| Things to do |
1. In the news briefs, update the passage starting at "Indonesian fires foul" and ending at "Aman had 119." by replacing "haze" with "smoke".
2. According to the news briefs, what was the Air Pollutant Index reading in Sri Aman?

| Text |
——————————

Indonesian fires foul air
Thick haze from fires in Indonesia has caused the air quality over parts of Malaysia's Sarawak State on Borneo Island to hit unhealthy levels and visibility to plunge, officials said yesterday. In Sarawak's capital Kuching, the Air Pollutant Index hit 113 yesterday morning, reaching into the unhealthy range of 101-200, a Department of Environment official said. In oil-rich Bintulu it measured 105, while in the town of Samarahan it posted at 117 and Sri Aman had 119.
■ Hong Kong
Fugitive croc finds a home
A saltwater crocodile that became a global media star after successfully evading capture for months in 2003 was given a new home yesterday in a wetland park. Pui Pui, who was caught after more than seven months of living in a dirty drainage channel, was moved after the completion of new quarters at the park in Tin Shui Wai, the same area where the crocodile was initially discovered.

——————————

| Records shown |
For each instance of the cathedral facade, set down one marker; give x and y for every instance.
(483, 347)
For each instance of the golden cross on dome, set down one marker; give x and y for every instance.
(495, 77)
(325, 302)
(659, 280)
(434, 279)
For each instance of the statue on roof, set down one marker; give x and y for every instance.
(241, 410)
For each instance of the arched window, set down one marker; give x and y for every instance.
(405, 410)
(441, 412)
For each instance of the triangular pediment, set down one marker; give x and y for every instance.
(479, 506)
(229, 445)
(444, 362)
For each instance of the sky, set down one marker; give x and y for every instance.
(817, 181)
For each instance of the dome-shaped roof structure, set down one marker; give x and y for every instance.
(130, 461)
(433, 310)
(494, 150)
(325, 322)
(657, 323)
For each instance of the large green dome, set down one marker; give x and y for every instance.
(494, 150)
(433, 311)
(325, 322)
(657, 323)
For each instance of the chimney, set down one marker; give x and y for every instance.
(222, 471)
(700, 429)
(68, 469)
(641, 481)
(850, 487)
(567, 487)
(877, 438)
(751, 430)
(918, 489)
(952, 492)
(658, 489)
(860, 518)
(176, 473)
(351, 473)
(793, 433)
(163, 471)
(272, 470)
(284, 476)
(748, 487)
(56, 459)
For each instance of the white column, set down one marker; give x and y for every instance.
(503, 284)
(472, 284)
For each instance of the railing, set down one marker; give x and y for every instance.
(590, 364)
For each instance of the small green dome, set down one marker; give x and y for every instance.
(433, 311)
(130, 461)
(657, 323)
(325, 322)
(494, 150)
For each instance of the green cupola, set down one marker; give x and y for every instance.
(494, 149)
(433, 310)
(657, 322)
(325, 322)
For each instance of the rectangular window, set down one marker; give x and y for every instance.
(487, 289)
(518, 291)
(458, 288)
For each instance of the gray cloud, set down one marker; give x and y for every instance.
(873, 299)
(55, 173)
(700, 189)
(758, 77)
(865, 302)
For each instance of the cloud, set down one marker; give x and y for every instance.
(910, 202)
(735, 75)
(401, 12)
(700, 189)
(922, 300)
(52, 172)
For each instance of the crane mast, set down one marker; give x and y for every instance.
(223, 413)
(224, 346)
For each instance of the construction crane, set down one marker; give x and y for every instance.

——————————

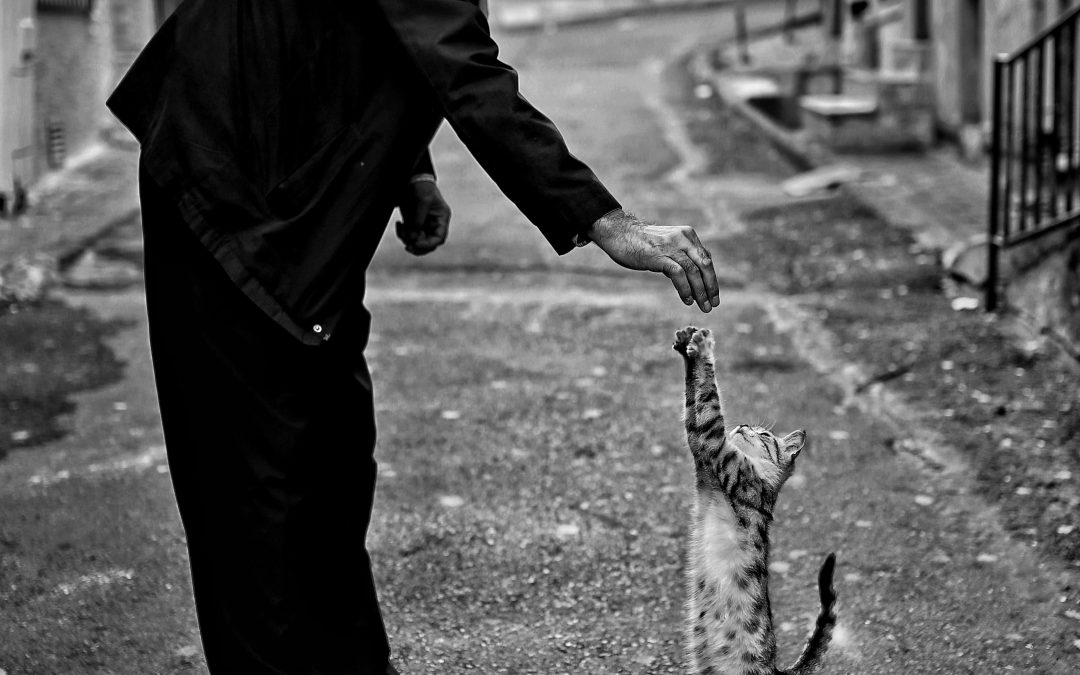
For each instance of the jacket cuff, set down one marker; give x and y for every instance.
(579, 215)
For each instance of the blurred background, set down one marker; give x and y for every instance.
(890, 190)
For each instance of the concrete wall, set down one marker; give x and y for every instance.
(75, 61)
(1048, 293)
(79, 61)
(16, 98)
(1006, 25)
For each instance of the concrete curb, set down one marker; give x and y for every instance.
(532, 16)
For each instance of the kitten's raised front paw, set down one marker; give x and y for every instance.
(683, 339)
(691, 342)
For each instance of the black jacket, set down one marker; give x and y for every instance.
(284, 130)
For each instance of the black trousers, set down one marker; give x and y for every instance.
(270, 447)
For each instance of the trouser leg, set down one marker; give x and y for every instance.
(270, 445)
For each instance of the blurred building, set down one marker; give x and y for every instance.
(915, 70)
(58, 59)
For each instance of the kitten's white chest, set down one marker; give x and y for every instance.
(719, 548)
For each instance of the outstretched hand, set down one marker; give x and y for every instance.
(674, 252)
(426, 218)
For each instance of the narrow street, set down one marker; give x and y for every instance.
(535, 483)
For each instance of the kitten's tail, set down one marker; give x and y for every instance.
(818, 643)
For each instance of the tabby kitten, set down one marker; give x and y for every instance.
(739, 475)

——————————

| The results |
1.
Indonesian fires foul air
Thick smoke from fires in Indonesia has caused the air quality over parts of Malaysia's Sarawak State on Borneo Island to hit unhealthy levels and visibility to plunge, officials said yesterday. In Sarawak's capital Kuching, the Air Pollutant Index hit 113 yesterday morning, reaching into the unhealthy range of 101-200, a Department of Environment official said. In oil-rich Bintulu it measured 105, while in the town of Samarahan it posted at 117 and Sri Aman had 119.

2. 119